ASSIGNMENT -
Begin at the top of the records and copy each line exactly. The line containing "# spot one keypoint per instance of the gravel" is the last one to include.

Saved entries

────────

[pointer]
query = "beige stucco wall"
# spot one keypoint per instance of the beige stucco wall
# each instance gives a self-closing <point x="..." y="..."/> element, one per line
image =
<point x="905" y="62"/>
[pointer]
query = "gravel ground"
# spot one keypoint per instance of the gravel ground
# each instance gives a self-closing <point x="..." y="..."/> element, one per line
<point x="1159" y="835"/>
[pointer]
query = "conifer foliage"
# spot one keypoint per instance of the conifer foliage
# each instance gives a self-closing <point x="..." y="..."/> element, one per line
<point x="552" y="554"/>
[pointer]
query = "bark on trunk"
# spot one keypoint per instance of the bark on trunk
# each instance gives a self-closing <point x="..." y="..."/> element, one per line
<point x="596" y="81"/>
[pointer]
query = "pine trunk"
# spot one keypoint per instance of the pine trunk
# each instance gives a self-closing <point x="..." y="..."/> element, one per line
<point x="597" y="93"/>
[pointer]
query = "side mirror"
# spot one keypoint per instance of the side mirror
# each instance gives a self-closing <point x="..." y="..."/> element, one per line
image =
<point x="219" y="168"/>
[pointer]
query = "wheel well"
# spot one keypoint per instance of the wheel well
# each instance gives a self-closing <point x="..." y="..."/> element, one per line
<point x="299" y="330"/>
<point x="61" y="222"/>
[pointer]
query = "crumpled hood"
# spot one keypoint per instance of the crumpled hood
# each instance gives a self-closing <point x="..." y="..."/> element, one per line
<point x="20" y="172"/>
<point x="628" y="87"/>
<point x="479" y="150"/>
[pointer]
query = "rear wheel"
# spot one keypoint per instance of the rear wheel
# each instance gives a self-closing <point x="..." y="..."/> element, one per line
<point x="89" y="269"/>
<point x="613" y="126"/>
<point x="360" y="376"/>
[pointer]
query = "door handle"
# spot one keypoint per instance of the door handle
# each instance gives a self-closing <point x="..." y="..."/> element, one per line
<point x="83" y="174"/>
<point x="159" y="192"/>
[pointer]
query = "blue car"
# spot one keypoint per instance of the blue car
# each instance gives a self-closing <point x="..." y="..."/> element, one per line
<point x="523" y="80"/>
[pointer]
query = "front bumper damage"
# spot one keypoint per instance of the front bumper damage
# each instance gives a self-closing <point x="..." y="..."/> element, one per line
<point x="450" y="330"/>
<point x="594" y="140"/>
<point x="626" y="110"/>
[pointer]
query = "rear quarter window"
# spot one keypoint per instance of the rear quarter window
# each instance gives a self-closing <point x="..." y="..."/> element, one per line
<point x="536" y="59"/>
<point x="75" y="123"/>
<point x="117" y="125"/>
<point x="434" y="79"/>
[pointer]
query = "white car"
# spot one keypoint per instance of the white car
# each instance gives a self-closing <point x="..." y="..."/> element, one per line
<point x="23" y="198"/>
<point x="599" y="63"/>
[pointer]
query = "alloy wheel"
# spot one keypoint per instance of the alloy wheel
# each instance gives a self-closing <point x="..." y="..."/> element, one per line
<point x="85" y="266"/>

────────

EXERCISE RESULT -
[pointer]
query = "beige stucco wall"
# spot one keypoint per instance of the beige stucco wall
# each instance gives a self-closing <point x="..." y="..."/> element, one per line
image =
<point x="905" y="62"/>
[pointer]
query = "gravel ground"
# spot one keypoint per instance of the gravel ground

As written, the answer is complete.